_WORK REQUIRED:_ How many lines in the material contain the string "column"? Case is significant, so count only exact-case matches and reply with the number alone.

┌─ PROVIDED MATERIAL

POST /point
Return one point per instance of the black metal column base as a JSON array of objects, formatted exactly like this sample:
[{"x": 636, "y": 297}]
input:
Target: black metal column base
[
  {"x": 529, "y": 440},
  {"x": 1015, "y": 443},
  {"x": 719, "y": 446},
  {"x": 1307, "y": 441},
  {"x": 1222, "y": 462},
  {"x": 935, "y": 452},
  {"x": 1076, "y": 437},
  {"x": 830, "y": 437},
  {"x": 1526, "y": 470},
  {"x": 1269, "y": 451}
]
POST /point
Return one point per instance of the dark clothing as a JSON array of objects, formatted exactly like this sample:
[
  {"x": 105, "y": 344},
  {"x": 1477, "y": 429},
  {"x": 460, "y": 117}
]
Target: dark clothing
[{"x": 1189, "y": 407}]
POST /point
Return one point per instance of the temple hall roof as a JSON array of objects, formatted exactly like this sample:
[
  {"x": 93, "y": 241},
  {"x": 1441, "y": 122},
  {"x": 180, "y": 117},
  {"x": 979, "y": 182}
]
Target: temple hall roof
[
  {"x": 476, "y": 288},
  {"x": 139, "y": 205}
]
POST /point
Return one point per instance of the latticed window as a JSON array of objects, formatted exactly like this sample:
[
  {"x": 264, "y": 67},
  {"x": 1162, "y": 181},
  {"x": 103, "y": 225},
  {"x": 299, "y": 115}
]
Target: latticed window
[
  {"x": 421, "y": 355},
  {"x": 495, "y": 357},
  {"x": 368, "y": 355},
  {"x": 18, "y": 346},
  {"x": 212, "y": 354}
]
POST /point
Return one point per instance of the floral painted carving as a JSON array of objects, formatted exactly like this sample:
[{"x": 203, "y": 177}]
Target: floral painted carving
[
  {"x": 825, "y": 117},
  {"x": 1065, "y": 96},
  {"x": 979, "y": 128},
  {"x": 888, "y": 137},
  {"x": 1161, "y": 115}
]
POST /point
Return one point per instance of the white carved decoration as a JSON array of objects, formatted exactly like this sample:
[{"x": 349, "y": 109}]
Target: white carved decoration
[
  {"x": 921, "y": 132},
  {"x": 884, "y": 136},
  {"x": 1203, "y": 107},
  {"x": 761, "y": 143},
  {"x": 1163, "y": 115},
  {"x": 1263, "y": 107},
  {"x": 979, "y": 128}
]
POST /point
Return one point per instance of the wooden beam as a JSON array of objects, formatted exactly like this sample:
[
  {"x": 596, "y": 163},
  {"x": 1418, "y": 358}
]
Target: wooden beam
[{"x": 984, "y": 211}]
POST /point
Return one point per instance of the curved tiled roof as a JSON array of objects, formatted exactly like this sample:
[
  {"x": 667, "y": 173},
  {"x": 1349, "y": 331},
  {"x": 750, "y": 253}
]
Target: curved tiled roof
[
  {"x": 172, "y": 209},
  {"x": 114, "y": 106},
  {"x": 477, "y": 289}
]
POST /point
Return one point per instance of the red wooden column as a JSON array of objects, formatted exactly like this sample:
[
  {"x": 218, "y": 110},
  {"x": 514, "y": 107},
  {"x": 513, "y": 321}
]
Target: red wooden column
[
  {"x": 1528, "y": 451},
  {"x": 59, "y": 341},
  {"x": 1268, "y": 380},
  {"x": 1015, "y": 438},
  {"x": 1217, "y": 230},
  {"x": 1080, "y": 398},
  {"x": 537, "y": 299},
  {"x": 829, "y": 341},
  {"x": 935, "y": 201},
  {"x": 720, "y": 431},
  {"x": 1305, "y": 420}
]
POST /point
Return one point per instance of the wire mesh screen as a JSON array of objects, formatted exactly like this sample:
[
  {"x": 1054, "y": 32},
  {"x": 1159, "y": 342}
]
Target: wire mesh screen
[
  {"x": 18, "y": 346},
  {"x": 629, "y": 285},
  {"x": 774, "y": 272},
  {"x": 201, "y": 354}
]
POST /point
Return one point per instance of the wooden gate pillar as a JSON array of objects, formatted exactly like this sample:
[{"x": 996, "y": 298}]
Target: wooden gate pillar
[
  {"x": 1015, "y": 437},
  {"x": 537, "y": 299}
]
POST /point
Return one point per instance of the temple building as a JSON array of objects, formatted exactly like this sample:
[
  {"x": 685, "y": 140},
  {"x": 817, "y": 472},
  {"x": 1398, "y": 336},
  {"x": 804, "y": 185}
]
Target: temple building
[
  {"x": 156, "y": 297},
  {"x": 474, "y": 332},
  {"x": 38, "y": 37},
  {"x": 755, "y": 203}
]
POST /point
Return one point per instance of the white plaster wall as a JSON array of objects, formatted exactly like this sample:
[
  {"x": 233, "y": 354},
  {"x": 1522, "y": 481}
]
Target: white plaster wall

└─

_WRITTEN SOLUTION:_ 4